__Série de consignes__:
- A) Relevez toutes les données chiffrées de l'extrait sur les sables bitumineux.
- B) Poursuivez l'extrait sur les sables bitumineux après sa dernière phrase.

Alors que les cours du pétrole se dirigent tranquillement vers les 150 dollars, une information à propos d’une nouvelle découverte de la compagnie pétrolière Eni est presque passée inaperçue. En début de semaine dernière, la « major » italienne a annoncé avoir découvert un gisement de sables bitumineux en République du Congo. Montant estimé des réserves : 7 milliards de barils dont l’exploitation pourrait débuter en 2011. Il fut un temps où ce type d’annonce n’aurait présenté aucun intérêt mais, aujourd’hui, les sables bitumineux font l’objet d’une véritable course de vitesse à l’échelle mondiale.

Commençons par expliquer de quoi il s’agit. En matière de pétrole, on peut distinguer le brut conventionnel et le non-conventionnel. Dans le premier cas, il s’agit du pétrole habituel que l’on peut exploiter normalement d’un bout à l’autre de la planète. Inutile de rappeler que dans cette catégorie, les pays du Golfe, et de façon plus générale ceux de l’Organisation des pays exportateurs de pétrole (Opep), tiennent le haut du pavé en matière de réserves prouvées.

__Données enregistrées__:

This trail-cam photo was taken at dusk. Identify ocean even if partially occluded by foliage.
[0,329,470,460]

__Liste des réponses__:
- A)
- 150 dollars
- 7 milliards de barils
- 2011

- B)
Le Canada et le Venezuela, géants du brut non-conventionnel

A l’inverse, le pétrole non-conventionnel nécessite des technologies d’extraction et de raffinage plus coûteuses. Et ce n’est que parce que le baril de pétrole est actuellement à 130 dollars qu’il est rentable d’exploiter ce type d’hydrocarbures. Dans le cas des sables bitumineux, il s’agit d’un pétrole quasiment solide qu’il est nécessaire de liquéfier pour pouvoir le transporter et le raffiner. La problématique est identique pour le pétrole ultra-lourd qu’il faut aussi fluidifier avant de l’exploiter.

Ce qu’il y a d’intéressant avec ces pétroles non-conventionnels, c’est que leur géopolitique diffère totalement de celle des hydrocarbures classiques. En matière de sables bitumineux et de pétrole ultra-lourd, les pays de l’Opep sont loin derrière puisque le Canada et le Venezuela détiennent à eux seuls la moitié des réserves avec respectivement 269 et 179 milliards de barils. Alors que les Etats-Unis possèdent 37 milliards de barils de réserves de brut non-conventionnel, l’Arabie Saoudite (qui possède un cinquième des réserves mondiales d’or noir classique) n’en compte que 5 milliards de barils contre 3 milliards au Koweït et 4 milliards pour l’Iran.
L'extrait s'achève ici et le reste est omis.